[Description of the task] Rename "pin" to "marker" in the items from the line with "[indicate] silhouetted leaf" through the end of the items, and return only those lines with nothing else changed.

[Listed records]
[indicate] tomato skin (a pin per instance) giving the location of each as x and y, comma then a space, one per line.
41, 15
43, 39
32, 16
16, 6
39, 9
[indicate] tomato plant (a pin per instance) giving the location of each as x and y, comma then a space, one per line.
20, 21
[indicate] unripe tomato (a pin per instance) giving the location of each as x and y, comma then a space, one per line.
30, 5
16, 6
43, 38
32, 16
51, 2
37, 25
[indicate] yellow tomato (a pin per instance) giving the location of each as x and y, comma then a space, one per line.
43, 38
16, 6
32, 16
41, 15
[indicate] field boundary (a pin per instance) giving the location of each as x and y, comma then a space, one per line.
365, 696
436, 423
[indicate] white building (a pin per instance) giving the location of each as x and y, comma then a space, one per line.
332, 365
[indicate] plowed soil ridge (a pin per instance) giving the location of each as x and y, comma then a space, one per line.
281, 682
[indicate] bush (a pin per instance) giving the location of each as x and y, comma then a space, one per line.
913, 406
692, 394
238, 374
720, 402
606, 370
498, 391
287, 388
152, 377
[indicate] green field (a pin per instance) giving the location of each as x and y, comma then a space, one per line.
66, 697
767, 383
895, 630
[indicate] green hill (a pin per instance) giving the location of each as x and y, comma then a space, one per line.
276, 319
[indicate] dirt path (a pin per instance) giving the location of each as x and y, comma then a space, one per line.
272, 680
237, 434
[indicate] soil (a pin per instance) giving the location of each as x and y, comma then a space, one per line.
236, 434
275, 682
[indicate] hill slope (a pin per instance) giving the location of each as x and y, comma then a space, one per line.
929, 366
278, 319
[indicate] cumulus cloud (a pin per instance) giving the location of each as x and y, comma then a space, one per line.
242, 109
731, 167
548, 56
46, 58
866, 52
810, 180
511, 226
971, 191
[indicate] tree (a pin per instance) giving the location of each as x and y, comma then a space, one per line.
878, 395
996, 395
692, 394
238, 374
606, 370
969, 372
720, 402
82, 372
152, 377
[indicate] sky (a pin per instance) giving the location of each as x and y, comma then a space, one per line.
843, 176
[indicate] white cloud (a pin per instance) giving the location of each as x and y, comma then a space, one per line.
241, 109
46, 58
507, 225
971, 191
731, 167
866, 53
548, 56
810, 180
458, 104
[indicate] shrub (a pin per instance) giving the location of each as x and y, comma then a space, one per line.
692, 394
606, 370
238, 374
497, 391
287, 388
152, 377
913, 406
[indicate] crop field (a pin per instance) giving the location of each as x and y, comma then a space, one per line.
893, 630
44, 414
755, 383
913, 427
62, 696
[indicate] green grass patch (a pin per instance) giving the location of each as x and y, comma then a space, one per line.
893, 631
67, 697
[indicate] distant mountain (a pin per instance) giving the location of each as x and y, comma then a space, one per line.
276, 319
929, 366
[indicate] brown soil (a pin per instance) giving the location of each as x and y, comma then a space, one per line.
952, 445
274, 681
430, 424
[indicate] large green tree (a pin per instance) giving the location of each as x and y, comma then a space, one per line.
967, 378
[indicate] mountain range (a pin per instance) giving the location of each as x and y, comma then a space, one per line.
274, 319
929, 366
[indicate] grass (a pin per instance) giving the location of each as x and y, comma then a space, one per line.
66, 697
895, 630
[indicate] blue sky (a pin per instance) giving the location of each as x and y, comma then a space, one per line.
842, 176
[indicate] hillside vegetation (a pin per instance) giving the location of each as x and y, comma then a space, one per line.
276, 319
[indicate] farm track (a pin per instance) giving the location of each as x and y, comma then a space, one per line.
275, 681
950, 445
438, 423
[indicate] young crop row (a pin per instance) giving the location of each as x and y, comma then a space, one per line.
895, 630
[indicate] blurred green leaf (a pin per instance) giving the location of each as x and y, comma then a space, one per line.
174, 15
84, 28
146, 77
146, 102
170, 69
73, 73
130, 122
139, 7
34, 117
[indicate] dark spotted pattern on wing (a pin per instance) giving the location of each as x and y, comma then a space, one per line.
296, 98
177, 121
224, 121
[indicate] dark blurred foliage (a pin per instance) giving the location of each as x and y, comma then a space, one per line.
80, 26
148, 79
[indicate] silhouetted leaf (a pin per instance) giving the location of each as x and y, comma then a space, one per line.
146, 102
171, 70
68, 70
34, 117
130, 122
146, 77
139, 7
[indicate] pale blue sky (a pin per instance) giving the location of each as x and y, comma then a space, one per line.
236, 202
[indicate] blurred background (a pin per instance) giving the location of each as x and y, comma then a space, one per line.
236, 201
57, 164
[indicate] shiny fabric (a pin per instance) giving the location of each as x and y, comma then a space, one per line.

[Written answer]
[indicate] silhouetted leaf (a marker per instance) giving the location of each as x and y, comma then a space, one per line.
146, 102
171, 70
68, 70
34, 117
130, 122
146, 77
139, 7
[indicate] pale blue sky (a marker per instance) giving the location of each as x and y, comma then a space, one per line.
236, 202
[indicate] blurred background (a marker per instance) giving the location of each as x and y, comma then a space, one per line.
236, 201
57, 164
[indicate] shiny fabric (a marker per instance) giving the location of each as x and y, comma then a space, one per line.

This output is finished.